What you should do> Gather every line of the data below that contains the word "wall" and copy each of those lines unchanged.

Data excerpts>
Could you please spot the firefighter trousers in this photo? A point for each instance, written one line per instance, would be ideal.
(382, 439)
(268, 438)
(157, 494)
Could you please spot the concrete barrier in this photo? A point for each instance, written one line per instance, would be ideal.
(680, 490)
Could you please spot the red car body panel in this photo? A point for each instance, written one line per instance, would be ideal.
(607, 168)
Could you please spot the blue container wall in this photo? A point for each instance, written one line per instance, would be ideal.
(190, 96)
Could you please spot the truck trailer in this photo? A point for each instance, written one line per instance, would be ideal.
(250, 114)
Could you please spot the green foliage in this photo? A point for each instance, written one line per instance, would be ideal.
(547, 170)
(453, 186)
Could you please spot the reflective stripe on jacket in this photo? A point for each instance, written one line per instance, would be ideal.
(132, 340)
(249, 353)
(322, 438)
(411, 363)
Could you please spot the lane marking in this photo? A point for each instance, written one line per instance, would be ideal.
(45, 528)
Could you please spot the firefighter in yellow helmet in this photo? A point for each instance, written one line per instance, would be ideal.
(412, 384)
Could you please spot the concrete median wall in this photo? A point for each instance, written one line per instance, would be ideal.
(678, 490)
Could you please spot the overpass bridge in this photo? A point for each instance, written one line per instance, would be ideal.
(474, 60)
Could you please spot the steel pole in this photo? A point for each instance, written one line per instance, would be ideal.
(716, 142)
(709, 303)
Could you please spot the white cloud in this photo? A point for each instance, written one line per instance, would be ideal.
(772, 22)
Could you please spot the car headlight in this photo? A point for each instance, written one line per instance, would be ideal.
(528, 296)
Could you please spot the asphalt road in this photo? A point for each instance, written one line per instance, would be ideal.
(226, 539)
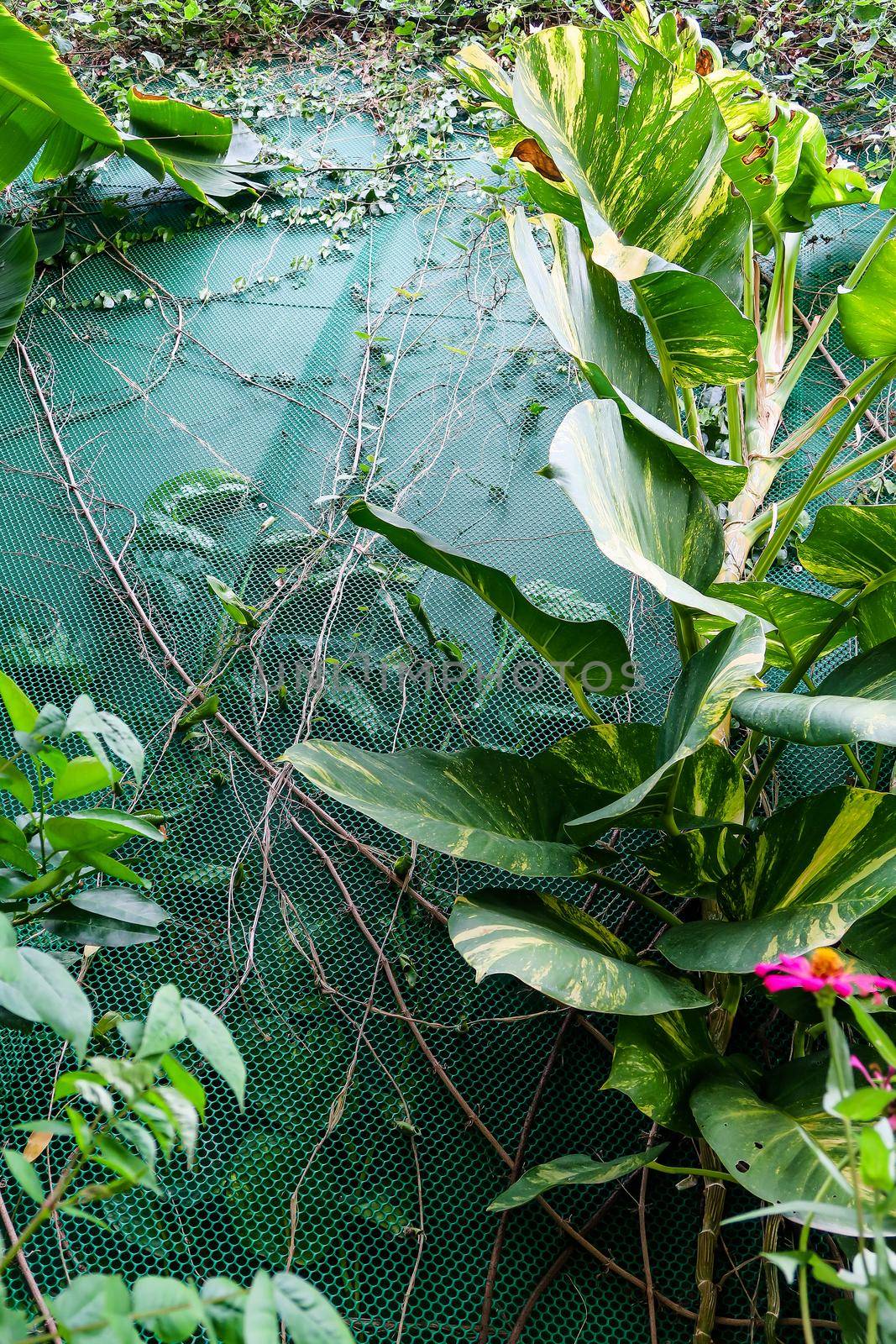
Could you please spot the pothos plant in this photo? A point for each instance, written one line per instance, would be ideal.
(661, 181)
(50, 121)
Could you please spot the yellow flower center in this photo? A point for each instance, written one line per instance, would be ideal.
(825, 963)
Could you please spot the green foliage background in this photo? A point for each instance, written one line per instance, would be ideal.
(235, 343)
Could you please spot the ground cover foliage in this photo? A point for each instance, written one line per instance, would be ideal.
(671, 481)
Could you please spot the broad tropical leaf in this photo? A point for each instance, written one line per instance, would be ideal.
(794, 618)
(813, 870)
(38, 96)
(658, 1063)
(873, 940)
(45, 992)
(806, 183)
(18, 257)
(855, 703)
(610, 761)
(851, 544)
(647, 171)
(555, 948)
(580, 304)
(594, 651)
(490, 806)
(700, 701)
(208, 155)
(746, 108)
(658, 205)
(868, 309)
(855, 546)
(777, 1146)
(645, 512)
(481, 71)
(577, 1169)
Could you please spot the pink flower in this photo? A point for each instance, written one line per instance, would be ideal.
(824, 969)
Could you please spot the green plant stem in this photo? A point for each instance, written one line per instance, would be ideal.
(778, 328)
(799, 363)
(685, 633)
(793, 679)
(871, 1324)
(669, 823)
(691, 1171)
(694, 421)
(804, 494)
(45, 1211)
(735, 423)
(647, 902)
(761, 524)
(825, 1001)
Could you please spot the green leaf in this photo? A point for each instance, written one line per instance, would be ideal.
(24, 1173)
(580, 304)
(873, 940)
(167, 1308)
(18, 257)
(794, 618)
(868, 311)
(15, 783)
(127, 823)
(308, 1316)
(851, 544)
(658, 1061)
(700, 702)
(577, 1169)
(488, 806)
(94, 725)
(112, 867)
(207, 155)
(652, 188)
(645, 512)
(555, 948)
(36, 94)
(234, 605)
(481, 71)
(779, 1147)
(259, 1314)
(105, 917)
(186, 1084)
(164, 1026)
(183, 1116)
(23, 714)
(812, 871)
(223, 1304)
(97, 1305)
(82, 776)
(590, 652)
(45, 992)
(806, 181)
(215, 1045)
(855, 703)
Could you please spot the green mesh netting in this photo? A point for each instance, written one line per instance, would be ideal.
(454, 403)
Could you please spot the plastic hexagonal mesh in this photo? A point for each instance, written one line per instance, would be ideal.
(454, 405)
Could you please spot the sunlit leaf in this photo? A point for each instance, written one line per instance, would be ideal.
(700, 701)
(645, 511)
(577, 1169)
(590, 652)
(812, 871)
(553, 947)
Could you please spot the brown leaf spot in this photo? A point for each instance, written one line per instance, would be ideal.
(531, 152)
(757, 152)
(705, 62)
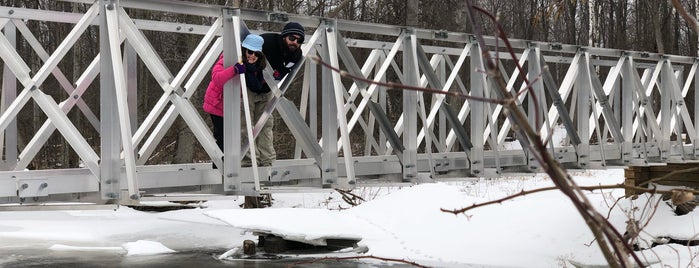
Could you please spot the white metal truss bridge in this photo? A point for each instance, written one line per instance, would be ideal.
(614, 107)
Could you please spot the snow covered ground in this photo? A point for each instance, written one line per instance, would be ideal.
(538, 230)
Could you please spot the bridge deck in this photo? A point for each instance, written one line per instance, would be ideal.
(586, 95)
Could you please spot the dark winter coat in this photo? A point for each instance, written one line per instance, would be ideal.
(279, 57)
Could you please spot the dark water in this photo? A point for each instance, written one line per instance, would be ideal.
(48, 258)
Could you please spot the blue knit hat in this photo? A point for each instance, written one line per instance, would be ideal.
(253, 42)
(294, 28)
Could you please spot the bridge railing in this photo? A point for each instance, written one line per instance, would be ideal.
(595, 106)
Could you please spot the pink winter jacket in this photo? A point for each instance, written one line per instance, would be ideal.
(213, 99)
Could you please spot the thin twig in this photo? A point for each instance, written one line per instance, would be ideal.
(586, 188)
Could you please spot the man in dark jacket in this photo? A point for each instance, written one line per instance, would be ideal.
(283, 50)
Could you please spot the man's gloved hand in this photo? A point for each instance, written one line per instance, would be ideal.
(277, 75)
(239, 67)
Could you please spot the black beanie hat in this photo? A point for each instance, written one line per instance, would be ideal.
(294, 28)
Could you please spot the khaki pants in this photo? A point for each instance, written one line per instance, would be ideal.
(264, 143)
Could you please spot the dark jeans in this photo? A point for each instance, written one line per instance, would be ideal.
(217, 121)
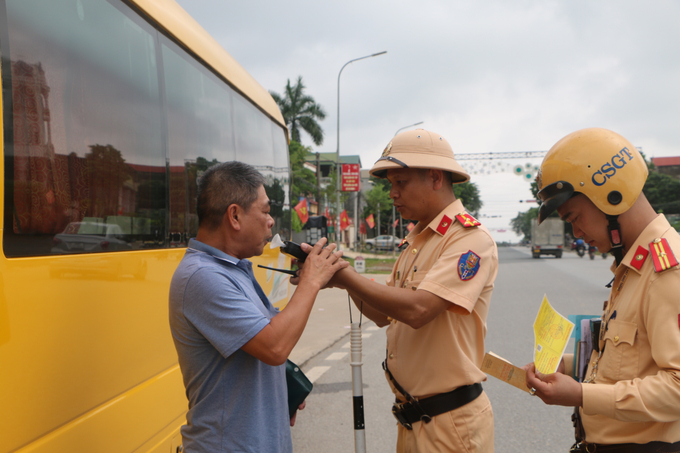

Response to the task>
Could you please spot the blue container wall in this photo? A point for each instance, written one line per instance, would be ideal.
Could you please spot the concrete median wall in this photo? A point for each instance, written one line per instance, would be ideal.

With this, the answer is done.